--- Stated goal ---
Copy the line containing "Where can the grass", then all lines after it up to and including the final line of the material, exactly and without additions.

--- Available data ---
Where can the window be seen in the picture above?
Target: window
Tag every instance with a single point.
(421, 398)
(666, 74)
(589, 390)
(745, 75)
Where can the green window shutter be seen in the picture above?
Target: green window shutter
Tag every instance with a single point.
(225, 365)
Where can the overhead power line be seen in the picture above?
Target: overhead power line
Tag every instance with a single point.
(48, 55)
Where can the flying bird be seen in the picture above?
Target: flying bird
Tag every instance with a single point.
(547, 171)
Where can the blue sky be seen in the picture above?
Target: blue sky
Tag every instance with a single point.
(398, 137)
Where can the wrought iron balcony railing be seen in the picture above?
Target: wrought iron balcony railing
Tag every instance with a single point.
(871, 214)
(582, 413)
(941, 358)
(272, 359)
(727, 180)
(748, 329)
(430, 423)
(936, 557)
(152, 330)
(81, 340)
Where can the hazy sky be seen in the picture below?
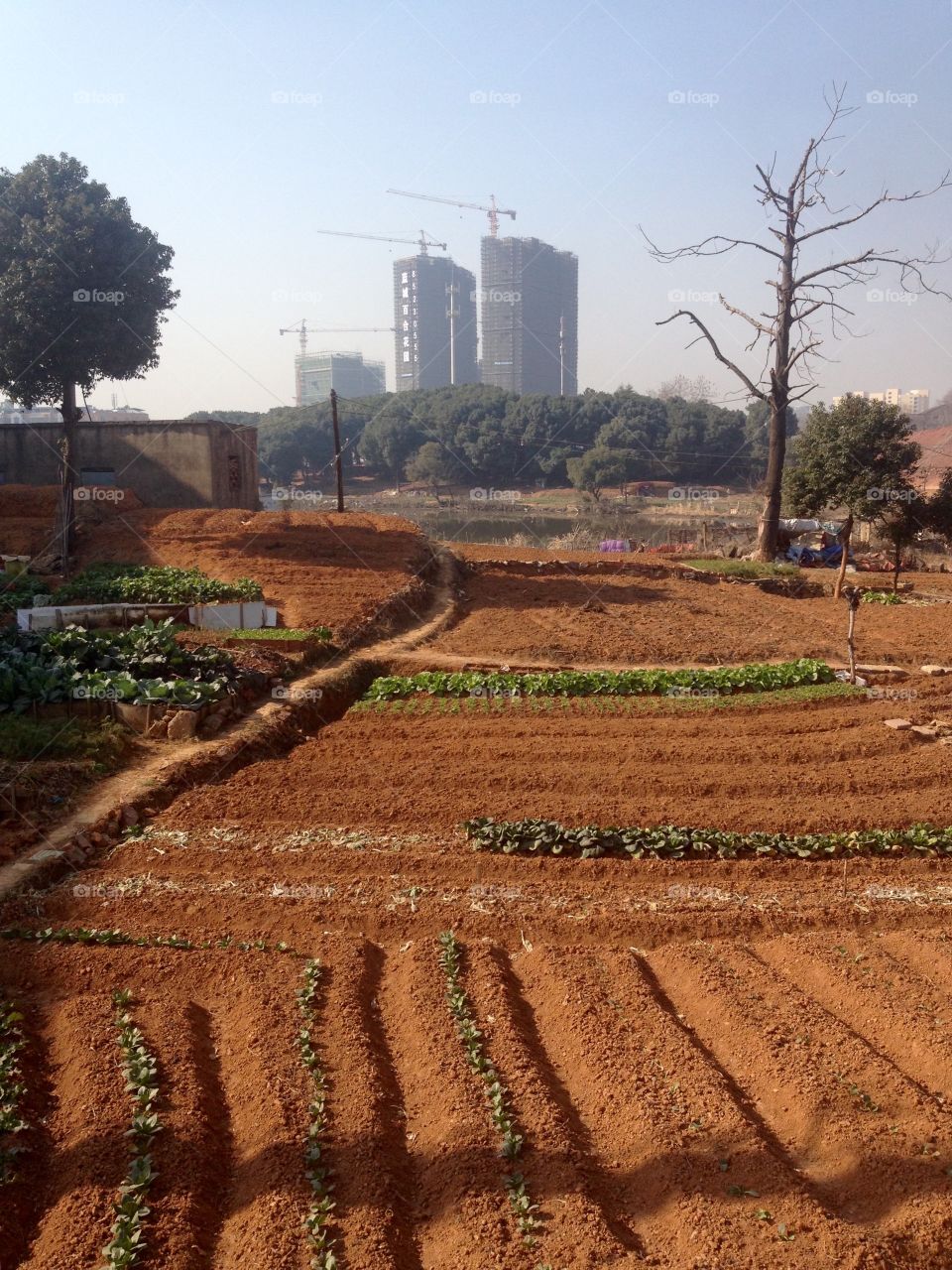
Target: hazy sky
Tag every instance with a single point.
(238, 130)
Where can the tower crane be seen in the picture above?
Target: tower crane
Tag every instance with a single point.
(422, 241)
(493, 208)
(299, 329)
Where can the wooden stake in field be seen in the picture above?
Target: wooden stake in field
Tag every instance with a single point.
(336, 448)
(852, 597)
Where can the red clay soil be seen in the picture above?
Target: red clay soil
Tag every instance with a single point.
(28, 515)
(638, 620)
(318, 570)
(794, 767)
(722, 1103)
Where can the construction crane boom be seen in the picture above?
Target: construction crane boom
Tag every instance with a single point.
(493, 209)
(299, 329)
(422, 241)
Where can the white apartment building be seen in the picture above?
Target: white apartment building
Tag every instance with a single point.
(911, 402)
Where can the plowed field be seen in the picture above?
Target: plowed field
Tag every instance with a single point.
(724, 1103)
(797, 767)
(714, 1065)
(635, 620)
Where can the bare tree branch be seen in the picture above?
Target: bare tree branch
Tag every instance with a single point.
(706, 334)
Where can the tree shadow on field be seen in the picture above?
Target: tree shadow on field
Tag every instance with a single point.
(636, 1198)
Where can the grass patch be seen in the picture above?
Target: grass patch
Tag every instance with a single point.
(151, 584)
(679, 842)
(587, 684)
(315, 633)
(615, 705)
(746, 568)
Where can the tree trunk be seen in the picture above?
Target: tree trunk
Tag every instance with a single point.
(66, 511)
(338, 465)
(844, 536)
(769, 527)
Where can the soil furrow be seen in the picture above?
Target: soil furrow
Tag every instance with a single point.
(460, 1205)
(839, 1111)
(669, 1120)
(393, 1151)
(563, 1175)
(880, 1002)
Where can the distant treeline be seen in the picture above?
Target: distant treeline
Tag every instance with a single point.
(483, 436)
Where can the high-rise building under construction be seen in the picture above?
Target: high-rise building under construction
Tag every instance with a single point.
(530, 314)
(434, 321)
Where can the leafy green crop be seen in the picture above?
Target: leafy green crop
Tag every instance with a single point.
(151, 584)
(318, 1214)
(141, 665)
(881, 597)
(139, 1066)
(583, 684)
(495, 1092)
(674, 842)
(12, 1088)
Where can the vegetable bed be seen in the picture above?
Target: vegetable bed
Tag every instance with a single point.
(581, 684)
(676, 842)
(141, 666)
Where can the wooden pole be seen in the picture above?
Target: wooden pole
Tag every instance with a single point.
(852, 595)
(338, 465)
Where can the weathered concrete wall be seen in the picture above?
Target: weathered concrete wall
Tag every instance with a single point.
(167, 462)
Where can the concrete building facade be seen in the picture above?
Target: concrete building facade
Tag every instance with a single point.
(434, 322)
(316, 373)
(911, 403)
(166, 462)
(530, 317)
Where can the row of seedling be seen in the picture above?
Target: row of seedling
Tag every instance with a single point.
(12, 1088)
(123, 939)
(493, 1087)
(139, 1066)
(317, 1173)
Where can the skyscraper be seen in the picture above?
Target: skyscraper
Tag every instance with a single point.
(434, 320)
(316, 373)
(530, 307)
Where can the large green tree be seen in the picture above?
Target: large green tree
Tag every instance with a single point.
(84, 290)
(860, 456)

--- The completed task ---
Where can the grass patch be seen in the picture above?
Target: grass patch
Tag every instance with a single point.
(151, 584)
(679, 842)
(587, 684)
(315, 633)
(615, 705)
(746, 568)
Where can the tree trunk be seen in the picture above?
Target: tree trunk
Tag every instance with a single point.
(66, 511)
(338, 465)
(844, 536)
(769, 527)
Where can the soil furrow be seen in the picture above?
Target: soil furrow
Tag every instance with a single point.
(460, 1205)
(839, 1111)
(669, 1120)
(393, 1151)
(563, 1175)
(880, 1002)
Where can the distant treeline be seen in the picture above?
Target: distant treeline
Tag every instance with a single point.
(483, 436)
Where can the high-rise building under construction be seen in the picture above?
Target: high-rise building under construction
Tag every instance with a single point.
(530, 314)
(434, 321)
Where can the leafy green crop be seen in the picture above?
Target: leafy green crop
Tag every instance with a single point.
(151, 584)
(318, 1214)
(141, 665)
(881, 597)
(139, 1066)
(583, 684)
(495, 1092)
(674, 842)
(12, 1088)
Where can the vegetable bed be seen in the picture above?
Target: vegetable bed
Tag every instance with a single point.
(581, 684)
(676, 842)
(141, 666)
Where can the wooden pole be seen in the picture above?
Target: wooden pole
Tag every instance with a single point.
(852, 595)
(338, 465)
Where can the weathered concrete wall be seen in the picture above?
Target: weathered concrete wall
Tag every instance with a single point.
(167, 462)
Where can the concrete building facade be seen in the picture above?
Target: concrete building facade
Tag every instance with a single point.
(434, 322)
(316, 373)
(911, 403)
(166, 462)
(530, 317)
Where can the row of seedling be seen in the picture above?
Target: row of seedling
Tag every instance with a single point.
(12, 1088)
(123, 939)
(493, 1087)
(139, 1066)
(317, 1173)
Where can the skyscraper be seen in the picture above?
Target: skyscraper
Tag every instance with a single point.
(434, 320)
(316, 373)
(530, 307)
Where can the large green tree be seen in the picture above?
Target: large green tree
Tag every instance with a single point.
(84, 290)
(860, 456)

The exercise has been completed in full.